#### [What the task asks]
Scan the data, and whenever a line contains "Rules", copy it.

(Stored dataset items)
╭──

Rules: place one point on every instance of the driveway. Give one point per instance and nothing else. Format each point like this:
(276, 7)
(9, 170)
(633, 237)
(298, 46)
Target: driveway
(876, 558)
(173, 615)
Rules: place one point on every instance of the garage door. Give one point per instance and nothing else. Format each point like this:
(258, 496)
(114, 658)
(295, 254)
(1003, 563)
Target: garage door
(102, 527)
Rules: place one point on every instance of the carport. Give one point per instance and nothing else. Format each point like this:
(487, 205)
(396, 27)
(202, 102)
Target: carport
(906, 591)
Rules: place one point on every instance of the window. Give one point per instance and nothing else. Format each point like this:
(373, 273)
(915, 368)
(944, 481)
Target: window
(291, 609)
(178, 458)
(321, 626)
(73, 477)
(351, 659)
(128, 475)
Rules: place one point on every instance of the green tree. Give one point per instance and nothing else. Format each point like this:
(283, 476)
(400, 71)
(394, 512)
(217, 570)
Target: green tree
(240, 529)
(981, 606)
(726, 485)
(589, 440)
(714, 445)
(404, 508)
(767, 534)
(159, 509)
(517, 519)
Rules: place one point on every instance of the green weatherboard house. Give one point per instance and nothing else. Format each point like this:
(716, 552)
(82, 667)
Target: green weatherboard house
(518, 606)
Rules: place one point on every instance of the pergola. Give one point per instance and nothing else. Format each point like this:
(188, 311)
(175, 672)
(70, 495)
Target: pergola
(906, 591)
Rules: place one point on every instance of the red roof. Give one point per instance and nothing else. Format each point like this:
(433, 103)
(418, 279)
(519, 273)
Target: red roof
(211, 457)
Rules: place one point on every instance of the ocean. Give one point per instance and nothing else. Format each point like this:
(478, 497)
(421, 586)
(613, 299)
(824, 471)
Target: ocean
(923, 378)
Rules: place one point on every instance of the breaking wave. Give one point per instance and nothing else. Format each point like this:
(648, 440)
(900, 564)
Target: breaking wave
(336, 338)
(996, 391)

╰──
╭──

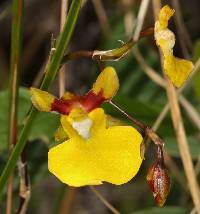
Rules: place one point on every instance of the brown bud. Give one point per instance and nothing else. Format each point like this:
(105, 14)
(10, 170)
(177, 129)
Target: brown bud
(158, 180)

╰──

#### [Response to the exercise]
Rules: place one point on every instance of the driveway. Give one point per instance and nothing else. Format each point like this:
Rules: place one point on every instance of the garage door. Give one point per instance and nothing else. Format each point like this:
Rules: place one point on every instance of the carport. Give one point per instance and nothing else. Format each point like this:
Rules: place one point on every instance of the window. Give one point per instance and nothing else. Format each point like this:
Rules: place one point on every instance of the green tree. Give one point per instance and nothing else. Format each point like this:
Rules: place one point on every instance of the green weatherboard house. Give one point per instance and nothing else. Format each point like this:
Rules: place one point on every instance of the pergola. Give one point per instance and nothing else. Format each point like this:
Rules: place one point on every instance of the red roof. Give one point per instance and nothing else. Format each point like this:
Rules: place one point on every instance of the ocean. Give one point per instance and nothing else. Format each point like this:
Rules: place one point on every instance of the breaking wave. Give one point per instance and nothing else. Format each point like this:
Rules: place one point on every instance of the brown bud. Give one point per instance and nothing else. Format each point like this:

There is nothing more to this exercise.